Esta semana me he percatado, fíjense y perdonen lo que he tardado, de que en realidad estoy en ninguna parte. No se lo creerán, porque parece increíble, pero no estoy solo, aunque tal cercanía humana no conforta mucho. Hay un, cada vez más nutrido, grupo de españoles que estamos en ninguna parte. ¿Y qué es ninguna parte y dónde está eso? No hablo de ninguna parte en el sentido utópico, como lo hizo el novelista filo anarquista y rico de familia William Morris, más o menos en mismo sentido en que se escribieron las grandes utopías desde Santo Tomás Moro.
En aquellos libros, ninguna parte era en realidad una parte idealizada de lo que sus autores, deseosos de una humanidad nueva, un hombre nuevo, una naturaleza humana nueva que creían podía conseguirse disciplinadamente con un orden y una educación diseñada por los sabios dictadores del bien indiscutible, describían las costumbres, normas e instituciones en las que esa ninguna parte podía hacerse real algún día.
No, no. Me refiero a una creciente multitud de españoles que sabemos que vivimos en ninguna parte y esa ninguna parte es algo que existe, que es real, pero que no es parte de nada porque está al margen de todo. Estamos siendo excretados de manera sistemática y, parece que intencionada, por todos aquellos que tienen el poder en la sociedad española actual de forma que estemos fuera, donde hace frío, no se influye ni puede construirse ni predicarse.

....

▶ [Ejercicios]
**1.** Enumera todo lo nuevo que, según el texto, deseaban los autores de los libros utópicos.
**2.** Transcribe sin cambios el fragmento del texto que empieza en las palabras "Esta semana me" y termina tras "Santo Tomás Moro.".

Elementos listados en un conjunto de datos:
....

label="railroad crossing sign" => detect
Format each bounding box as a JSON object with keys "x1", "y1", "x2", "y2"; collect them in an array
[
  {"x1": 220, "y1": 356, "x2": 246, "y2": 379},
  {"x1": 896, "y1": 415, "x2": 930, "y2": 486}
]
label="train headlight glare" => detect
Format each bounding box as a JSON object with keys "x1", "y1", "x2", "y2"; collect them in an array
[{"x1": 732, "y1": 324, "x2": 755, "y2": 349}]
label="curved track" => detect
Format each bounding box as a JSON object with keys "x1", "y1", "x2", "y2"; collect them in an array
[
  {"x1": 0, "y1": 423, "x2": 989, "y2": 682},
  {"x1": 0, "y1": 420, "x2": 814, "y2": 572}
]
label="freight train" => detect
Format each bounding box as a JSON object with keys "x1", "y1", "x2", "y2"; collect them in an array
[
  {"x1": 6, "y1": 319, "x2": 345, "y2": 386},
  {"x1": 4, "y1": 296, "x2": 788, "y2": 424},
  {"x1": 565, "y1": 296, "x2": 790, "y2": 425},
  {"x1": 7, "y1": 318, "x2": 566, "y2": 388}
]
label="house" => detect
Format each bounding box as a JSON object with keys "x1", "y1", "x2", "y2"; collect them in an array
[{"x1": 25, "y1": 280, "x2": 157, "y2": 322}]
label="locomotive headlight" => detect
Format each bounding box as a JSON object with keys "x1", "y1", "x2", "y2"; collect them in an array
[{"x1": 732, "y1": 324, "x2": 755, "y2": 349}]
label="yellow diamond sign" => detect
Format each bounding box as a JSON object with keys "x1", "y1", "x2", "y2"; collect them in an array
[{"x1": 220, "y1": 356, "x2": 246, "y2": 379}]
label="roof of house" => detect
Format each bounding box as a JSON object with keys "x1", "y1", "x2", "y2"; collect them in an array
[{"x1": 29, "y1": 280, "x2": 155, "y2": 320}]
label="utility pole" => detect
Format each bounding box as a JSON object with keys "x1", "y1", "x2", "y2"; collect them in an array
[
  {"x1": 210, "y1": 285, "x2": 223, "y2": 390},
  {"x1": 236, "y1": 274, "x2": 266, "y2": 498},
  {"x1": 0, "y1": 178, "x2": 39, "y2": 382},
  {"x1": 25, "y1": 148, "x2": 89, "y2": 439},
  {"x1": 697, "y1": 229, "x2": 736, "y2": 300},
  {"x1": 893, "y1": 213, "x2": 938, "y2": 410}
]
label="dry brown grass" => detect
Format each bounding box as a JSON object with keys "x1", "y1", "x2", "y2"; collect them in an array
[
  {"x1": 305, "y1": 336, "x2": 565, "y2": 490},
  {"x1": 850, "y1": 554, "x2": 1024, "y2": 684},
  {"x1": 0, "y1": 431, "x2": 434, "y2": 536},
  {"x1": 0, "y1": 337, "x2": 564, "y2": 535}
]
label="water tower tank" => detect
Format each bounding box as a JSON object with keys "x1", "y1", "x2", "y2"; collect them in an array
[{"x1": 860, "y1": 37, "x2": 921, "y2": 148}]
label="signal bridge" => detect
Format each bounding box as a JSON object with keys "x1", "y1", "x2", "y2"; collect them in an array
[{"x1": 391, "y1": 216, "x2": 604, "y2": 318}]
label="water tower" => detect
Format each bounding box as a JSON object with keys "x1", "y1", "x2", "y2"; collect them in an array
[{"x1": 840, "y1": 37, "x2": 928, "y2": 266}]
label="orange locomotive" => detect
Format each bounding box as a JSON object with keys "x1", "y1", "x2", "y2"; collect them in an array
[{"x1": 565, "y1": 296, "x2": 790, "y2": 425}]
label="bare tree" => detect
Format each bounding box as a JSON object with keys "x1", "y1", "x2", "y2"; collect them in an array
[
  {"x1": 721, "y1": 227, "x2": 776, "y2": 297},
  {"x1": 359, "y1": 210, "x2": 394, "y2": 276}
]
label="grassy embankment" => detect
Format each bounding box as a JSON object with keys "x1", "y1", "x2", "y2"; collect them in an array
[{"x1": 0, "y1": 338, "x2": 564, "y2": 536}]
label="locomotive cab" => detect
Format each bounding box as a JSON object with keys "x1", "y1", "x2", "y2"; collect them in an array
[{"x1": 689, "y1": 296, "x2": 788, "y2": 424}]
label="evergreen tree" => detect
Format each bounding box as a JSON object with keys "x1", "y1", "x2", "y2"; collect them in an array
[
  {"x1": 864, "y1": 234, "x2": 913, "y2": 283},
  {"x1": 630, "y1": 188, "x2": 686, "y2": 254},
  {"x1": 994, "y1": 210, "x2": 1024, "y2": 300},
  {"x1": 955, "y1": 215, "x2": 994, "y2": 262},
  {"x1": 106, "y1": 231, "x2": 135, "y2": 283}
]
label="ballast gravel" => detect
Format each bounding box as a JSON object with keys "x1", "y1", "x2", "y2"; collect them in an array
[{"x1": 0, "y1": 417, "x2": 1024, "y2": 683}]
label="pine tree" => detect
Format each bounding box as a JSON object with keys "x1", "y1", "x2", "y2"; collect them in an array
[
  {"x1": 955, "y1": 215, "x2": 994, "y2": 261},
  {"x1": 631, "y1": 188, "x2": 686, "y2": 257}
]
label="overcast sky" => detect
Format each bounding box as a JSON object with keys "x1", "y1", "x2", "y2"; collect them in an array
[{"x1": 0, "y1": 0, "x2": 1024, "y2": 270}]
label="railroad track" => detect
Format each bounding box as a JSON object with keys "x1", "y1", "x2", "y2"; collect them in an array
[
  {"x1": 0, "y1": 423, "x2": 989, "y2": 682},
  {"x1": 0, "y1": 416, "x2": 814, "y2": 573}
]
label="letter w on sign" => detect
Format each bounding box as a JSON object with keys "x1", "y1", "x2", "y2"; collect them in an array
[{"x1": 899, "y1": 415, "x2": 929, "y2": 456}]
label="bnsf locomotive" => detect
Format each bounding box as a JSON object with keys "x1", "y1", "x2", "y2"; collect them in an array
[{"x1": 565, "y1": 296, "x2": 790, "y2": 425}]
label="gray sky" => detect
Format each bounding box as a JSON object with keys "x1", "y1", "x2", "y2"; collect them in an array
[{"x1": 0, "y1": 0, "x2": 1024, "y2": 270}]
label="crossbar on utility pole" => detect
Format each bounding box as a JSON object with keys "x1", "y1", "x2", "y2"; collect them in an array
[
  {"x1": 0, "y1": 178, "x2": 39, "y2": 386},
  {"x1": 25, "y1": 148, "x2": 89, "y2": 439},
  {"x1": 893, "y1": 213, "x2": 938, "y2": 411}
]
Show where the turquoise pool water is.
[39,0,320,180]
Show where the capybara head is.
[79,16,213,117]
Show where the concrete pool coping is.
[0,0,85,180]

....

▶ [Resultados del ejercicio]
**1.** una humanidad nueva, un hombre nuevo, una naturaleza humana nueva

**2.**
Esta semana me he percatado, fíjense y perdonen lo que he tardado, de que en realidad estoy en ninguna parte. No se lo creerán, porque parece increíble, pero no estoy solo, aunque tal cercanía humana no conforta mucho. Hay un, cada vez más nutrido, grupo de españoles que estamos en ninguna parte. ¿Y qué es ninguna parte y dónde está eso? No hablo de ninguna parte en el sentido utópico, como lo hizo el novelista filo anarquista y rico de familia William Morris, más o menos en mismo sentido en que se escribieron las grandes utopías desde Santo Tomás Moro.